Instructions to follow — Return each line of the records that contains the string "tree". Case counts.

-- start Extracted information --

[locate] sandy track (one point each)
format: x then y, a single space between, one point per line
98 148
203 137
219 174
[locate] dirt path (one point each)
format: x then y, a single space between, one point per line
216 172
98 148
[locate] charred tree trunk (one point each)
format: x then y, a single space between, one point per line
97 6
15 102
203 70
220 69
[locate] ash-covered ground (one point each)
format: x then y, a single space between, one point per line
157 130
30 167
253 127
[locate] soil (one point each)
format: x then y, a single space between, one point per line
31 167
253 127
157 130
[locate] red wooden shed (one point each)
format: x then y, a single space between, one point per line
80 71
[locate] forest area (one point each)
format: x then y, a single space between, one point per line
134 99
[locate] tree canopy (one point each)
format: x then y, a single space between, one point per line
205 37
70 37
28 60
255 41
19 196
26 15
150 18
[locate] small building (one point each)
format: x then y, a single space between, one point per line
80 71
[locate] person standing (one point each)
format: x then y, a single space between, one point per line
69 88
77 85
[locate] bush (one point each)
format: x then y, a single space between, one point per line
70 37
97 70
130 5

-- end Extracted information --
-- start Extracted information --

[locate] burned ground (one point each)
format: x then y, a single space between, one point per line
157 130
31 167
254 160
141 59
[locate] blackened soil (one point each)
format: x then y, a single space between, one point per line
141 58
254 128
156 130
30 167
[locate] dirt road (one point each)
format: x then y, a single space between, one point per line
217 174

-- end Extracted information --

Answer in full —
[locate] charred tree trunk (one point each)
[locate] tree canopy (one point each)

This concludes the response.